--- Material shown ---
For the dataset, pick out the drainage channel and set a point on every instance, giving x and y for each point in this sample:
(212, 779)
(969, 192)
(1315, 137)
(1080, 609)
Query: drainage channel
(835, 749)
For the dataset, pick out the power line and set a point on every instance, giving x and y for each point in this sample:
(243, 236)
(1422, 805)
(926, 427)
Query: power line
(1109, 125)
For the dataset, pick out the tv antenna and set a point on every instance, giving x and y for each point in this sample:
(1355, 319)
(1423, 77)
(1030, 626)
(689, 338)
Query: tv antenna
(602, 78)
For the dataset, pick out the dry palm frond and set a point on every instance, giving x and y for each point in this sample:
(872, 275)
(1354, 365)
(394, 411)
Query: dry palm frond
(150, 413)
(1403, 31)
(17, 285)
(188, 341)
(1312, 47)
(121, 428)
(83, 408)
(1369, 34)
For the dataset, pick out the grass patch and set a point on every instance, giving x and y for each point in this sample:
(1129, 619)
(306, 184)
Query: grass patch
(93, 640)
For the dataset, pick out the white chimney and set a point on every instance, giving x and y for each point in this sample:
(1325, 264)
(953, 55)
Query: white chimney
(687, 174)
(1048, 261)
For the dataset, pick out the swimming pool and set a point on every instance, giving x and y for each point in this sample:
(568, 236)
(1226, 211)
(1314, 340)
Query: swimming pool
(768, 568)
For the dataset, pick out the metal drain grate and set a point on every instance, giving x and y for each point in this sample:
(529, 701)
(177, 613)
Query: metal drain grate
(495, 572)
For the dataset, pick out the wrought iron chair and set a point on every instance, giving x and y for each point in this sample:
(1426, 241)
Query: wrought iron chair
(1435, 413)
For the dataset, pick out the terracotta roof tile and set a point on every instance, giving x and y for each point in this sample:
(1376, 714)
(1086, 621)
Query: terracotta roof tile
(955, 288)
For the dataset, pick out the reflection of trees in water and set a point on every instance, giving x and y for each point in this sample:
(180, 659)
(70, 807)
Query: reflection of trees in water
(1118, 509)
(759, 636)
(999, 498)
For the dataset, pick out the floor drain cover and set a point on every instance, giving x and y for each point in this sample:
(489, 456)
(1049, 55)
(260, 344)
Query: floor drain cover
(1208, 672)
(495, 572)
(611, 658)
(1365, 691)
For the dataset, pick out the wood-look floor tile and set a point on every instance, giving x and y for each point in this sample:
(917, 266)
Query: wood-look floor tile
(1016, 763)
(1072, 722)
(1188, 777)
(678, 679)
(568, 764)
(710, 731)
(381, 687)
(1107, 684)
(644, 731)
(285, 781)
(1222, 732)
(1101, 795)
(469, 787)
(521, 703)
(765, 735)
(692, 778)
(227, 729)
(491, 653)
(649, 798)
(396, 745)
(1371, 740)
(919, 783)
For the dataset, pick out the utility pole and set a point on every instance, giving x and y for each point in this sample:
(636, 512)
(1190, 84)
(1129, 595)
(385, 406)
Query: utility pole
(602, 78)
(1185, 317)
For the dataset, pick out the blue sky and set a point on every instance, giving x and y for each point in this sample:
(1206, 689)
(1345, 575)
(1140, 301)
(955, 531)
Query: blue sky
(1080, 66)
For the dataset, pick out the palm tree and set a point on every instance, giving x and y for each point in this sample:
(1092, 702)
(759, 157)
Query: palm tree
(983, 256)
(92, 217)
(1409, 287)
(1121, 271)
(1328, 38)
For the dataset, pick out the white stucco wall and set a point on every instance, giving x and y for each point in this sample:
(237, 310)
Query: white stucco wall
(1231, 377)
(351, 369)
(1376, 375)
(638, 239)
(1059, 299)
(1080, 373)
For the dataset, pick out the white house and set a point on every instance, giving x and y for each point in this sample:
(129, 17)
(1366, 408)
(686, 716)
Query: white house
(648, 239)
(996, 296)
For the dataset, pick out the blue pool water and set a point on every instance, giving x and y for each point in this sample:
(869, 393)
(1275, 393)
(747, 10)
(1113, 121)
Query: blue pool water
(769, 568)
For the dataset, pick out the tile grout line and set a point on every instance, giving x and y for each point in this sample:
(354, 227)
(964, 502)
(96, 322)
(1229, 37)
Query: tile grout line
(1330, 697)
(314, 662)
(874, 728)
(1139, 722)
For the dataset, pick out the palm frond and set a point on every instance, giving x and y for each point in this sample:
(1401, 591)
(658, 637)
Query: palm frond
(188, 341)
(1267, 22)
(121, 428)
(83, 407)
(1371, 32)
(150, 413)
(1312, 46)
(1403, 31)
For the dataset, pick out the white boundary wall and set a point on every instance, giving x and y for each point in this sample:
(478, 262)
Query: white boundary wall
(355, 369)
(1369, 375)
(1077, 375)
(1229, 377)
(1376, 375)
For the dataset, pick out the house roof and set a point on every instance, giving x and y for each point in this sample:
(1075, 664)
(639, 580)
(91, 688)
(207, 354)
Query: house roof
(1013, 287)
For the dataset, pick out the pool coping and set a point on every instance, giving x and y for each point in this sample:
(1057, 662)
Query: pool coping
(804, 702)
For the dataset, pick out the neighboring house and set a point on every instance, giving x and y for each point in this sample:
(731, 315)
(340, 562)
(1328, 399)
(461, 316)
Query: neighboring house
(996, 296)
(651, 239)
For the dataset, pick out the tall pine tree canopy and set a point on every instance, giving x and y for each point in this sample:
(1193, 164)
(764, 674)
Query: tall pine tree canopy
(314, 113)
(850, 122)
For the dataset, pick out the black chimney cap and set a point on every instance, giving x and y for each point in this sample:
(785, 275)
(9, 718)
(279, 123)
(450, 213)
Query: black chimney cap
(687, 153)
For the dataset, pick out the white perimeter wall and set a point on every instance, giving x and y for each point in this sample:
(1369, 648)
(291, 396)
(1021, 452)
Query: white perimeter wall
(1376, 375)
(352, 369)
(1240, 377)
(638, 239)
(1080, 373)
---
Given exercise: Nothing in the data may differ; print all of it exactly as written.

Expected answer:
For the dataset, pick out the drainage channel and set a point on every instance, giving x and y for each point in this sample:
(212, 779)
(969, 192)
(1315, 137)
(1080, 609)
Query: drainage channel
(835, 749)
For the dataset, pick out the power line and set a point on every instance, giving x and y for each point in this sample:
(243, 236)
(1422, 805)
(926, 427)
Query: power line
(1109, 125)
For the dataset, pick out the tv antenna and set a point on every instance, giving x and y for each point in this sample:
(1355, 319)
(1423, 77)
(1030, 626)
(689, 338)
Query: tv antenna
(602, 78)
For the dataset, pick out the dry palm frond and set a point on every instance, giving x and y for each point in this sample:
(872, 275)
(1354, 365)
(394, 411)
Query: dry palm frond
(150, 413)
(1403, 31)
(17, 285)
(188, 341)
(1312, 47)
(121, 428)
(83, 408)
(1369, 34)
For the dataset, pick out the grass patch and set a point on every instance, giving x and y for each point in this sample:
(1129, 619)
(306, 184)
Query: grass patch
(93, 640)
For the dataset, pick out the white chimney and set a point on every instance, giving x and y for each point in this sample:
(1325, 264)
(953, 55)
Query: white chimney
(687, 174)
(1048, 261)
For the dataset, pick out the swimming pool and set a point on every instance, giving x and y for each point in this sample:
(568, 236)
(1226, 211)
(1314, 340)
Query: swimming pool
(768, 568)
For the dataset, pick out the metal drain grate and set a point on every instance, giving x and y for each point in this sample:
(529, 701)
(177, 613)
Query: metal drain grate
(495, 572)
For the dataset, pick out the wrought iron chair and set a point on every instance, giving x and y for each point in this sample:
(1426, 241)
Query: wrought iron chair
(1435, 413)
For the dataset, pick out the terracotta roof tile and set a point on every instance, giving x and y for each point in this sample:
(1376, 714)
(1086, 621)
Query: terracotta roof tile
(955, 288)
For the dataset, pick out the reflection of trees in water and set a point on every instance, giving x and y for each point in this sample:
(180, 659)
(70, 807)
Query: reflection of trees in water
(1118, 509)
(759, 636)
(999, 498)
For the dataset, pick out the floor drain cover and set a point on every instance, giving x and y for each point in this sample:
(489, 456)
(1049, 55)
(260, 344)
Query: floor drain cover
(1208, 672)
(495, 572)
(611, 658)
(1365, 691)
For the dataset, pick out the wood-look floor tile and set a point on every instance, giving x and y for each point in this sample:
(917, 266)
Query: wood-look floor tile
(1016, 763)
(1072, 722)
(1188, 777)
(678, 679)
(568, 764)
(710, 731)
(381, 687)
(1107, 684)
(644, 731)
(285, 781)
(1222, 732)
(1101, 795)
(469, 787)
(521, 703)
(765, 735)
(692, 778)
(227, 729)
(491, 653)
(649, 798)
(396, 745)
(1371, 740)
(919, 783)
For the dataset, pick out the utility pole and set a point on every instance, giving x and y for each point in this sample:
(636, 512)
(1190, 84)
(1129, 595)
(385, 406)
Query: utility pole
(602, 78)
(1185, 317)
For the dataset, pick out the blue sky and set a point on every instance, giving x and y for each point in this sample:
(1206, 689)
(1345, 575)
(1140, 301)
(955, 531)
Query: blue sky
(1080, 66)
For the dataset, pick out the palm tree and set a point on every instance, giving x and y for each point in this sample:
(1092, 702)
(759, 157)
Query: palm tree
(983, 256)
(92, 217)
(1409, 287)
(1121, 271)
(1328, 38)
For the dataset, pick out the white stucco wall and set a point on every instance, giving x and y for each point in this sample:
(237, 310)
Query: white stucco wall
(1231, 377)
(351, 369)
(1376, 375)
(638, 239)
(1059, 299)
(1080, 373)
For the dataset, pick out the white house and set a point on every instance, giving x and y for each point in this sample:
(129, 17)
(1366, 408)
(686, 716)
Query: white house
(648, 239)
(996, 296)
For the dataset, pick out the blue pool water and set a point on every instance, giving x and y for each point in this sample:
(869, 393)
(1275, 393)
(747, 10)
(1113, 121)
Query: blue pool water
(769, 568)
For the dataset, pick out the tile grout line and set a point on every instance, giving x and y for each point in this sample:
(354, 227)
(964, 502)
(96, 322)
(1229, 37)
Query: tile grout line
(1330, 697)
(314, 662)
(874, 728)
(1139, 722)
For the dataset, pick out the palm frond and set a point on every instance, giving x and y for each point in this sample:
(1401, 591)
(658, 637)
Query: palm frond
(188, 341)
(1267, 22)
(121, 428)
(83, 407)
(1371, 32)
(150, 413)
(1312, 46)
(1403, 31)
For the dataset, pick out the white boundary wall and set a point on every instance, giving x and y for each point in this sample:
(478, 262)
Query: white boundary wall
(355, 369)
(1369, 375)
(1077, 375)
(1229, 377)
(1376, 375)
For the dataset, pick out the house roof and set a point on every instance, giving x and y for each point in this sample:
(1075, 664)
(639, 580)
(91, 688)
(207, 354)
Query: house roof
(1013, 287)
For the dataset, pick out the pool coping and set a point on every instance, giving x and y for each point in this sample:
(1057, 662)
Query: pool coping
(804, 702)
For the dataset, pick out the neighboring house and set a point on every instance, giving x and y for each point in this sample:
(731, 315)
(340, 562)
(1328, 399)
(461, 316)
Query: neighboring house
(996, 296)
(651, 239)
For the dataset, pick out the tall pine tree canopy and set a point on every instance, giving x and y for each point in this sample:
(1193, 164)
(764, 674)
Query: tall pine tree canopy
(314, 113)
(850, 122)
For the dataset, pick out the black chimney cap and set a point on every instance, giving x and y for each point in this sample:
(785, 275)
(9, 718)
(279, 123)
(450, 213)
Query: black chimney cap
(687, 153)
For the dataset, pick out the white perimeter wall and set a point on every instance, giving x and y for each point in this sample:
(1369, 648)
(291, 396)
(1021, 452)
Query: white perimeter wall
(1376, 375)
(352, 369)
(1240, 377)
(638, 239)
(1080, 373)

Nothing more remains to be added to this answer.